» Source document:

>>>>>

Growing families always needmore space. This is an especially challenging reality in New York City, an island of space-deprived apartments. For Michele Kolb and Eric Rosenberg, the parents of four young sons, including 3-year-old twins, searching for more room in the suburbs was not a solution. Instead, the couple has brought a dilapidated circa-1890 brownstone house up to 21st-century snuff.

Frankly, when they began their home remodeling three years ago, there wasn't much to work with. Previous owners had sheared off the three-story building's elaborate cornice and window surrounds. Someone had painted the exterior white in an effort to brighten the brownstone, a Connecticut sandstone that was a popular and later much-maligned feature of mid-Victorian Manhattan. (The novelist Edith Wharton claimed it "coated New York like a cold chocolate sauce.") At some point, the high front stoop had been torn away to make a ground-floor entrance. The interior was mangled, too, carved into small apartments and professional spaces, most recently a foundation for mood disorders.

"There was nothing left of any value," explains Michele, one half of the award-winning Rosenberg Kolb Architects. (Eric trained with tastemaker Peter Marino, while Michele worked for the modernistsLella and Massimo Vignelli.) "Real-estate-wise, it could have been developed into a significant piece of property." Next door, however, stood a landmark whose architectural distinction proved to be an inspiration: an elegant Beaux-Arts building that was the first public library funded by the steel magnate Andrew Carnegie. Completed in 1902, it was the last work of architect James Brown Lord, whose pièce de résistance is the Palladian-style Manhattan Appellate Courthouse on Madison Avenue, finished earlier the same year. Though the couple's brownstone was not part of a historic district, she says, "We felt compelled to create a house that responded to the character of the library."

That meant restoring the Italianate façade from old photos but not replicating everything that was lost. "Our lifestyle is very different than the people who built this house," says Michele. For her, dinner means cooking with friends, then gathering around a fuss-free communal table. She and her husband also had no interest in the typical brownstone floor plan. "The uses of the rooms were formal, and backyards were service areas, not gardens," Eric says. "Our challenge was to bring as much light and air into the house as possible."

Off the drawing board came an old home renovation plan that combines 1890s grandeur (beefy moldings, a dramatically arched double front door found at a salvage shop) with a commitment to casual living. That includes Eric's pride and joy: an open staircase that allows his school-bound sons to toss their backpacks down from an upper landing. "If a staircase doesn't have a well," the architect adds with a laugh, "you can't stand at the bottom and shout up to the boys for the tenth time to come to dinner." Michele concurs. "No matter what the exterior of a house looks like, the interior still has to respond to your lifestyle."

<<<<<

» Material provided:
>>>>>

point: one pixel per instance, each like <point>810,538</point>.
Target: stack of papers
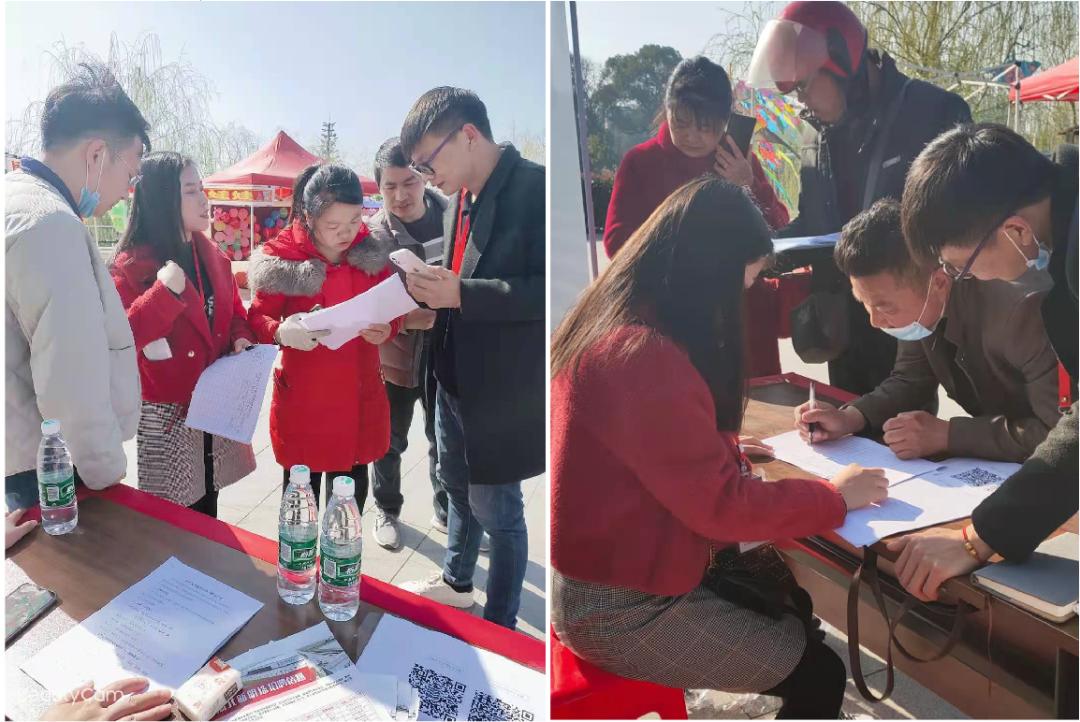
<point>164,627</point>
<point>921,492</point>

<<<<<

Repeat word for word the passage of the brownstone renovation article from "Growing families always" to "to 21st-century snuff.".

Growing families always needmore space. This is an especially challenging reality in New York City, an island of space-deprived apartments. For Michele Kolb and Eric Rosenberg, the parents of four young sons, including 3-year-old twins, searching for more room in the suburbs was not a solution. Instead, the couple has brought a dilapidated circa-1890 brownstone house up to 21st-century snuff.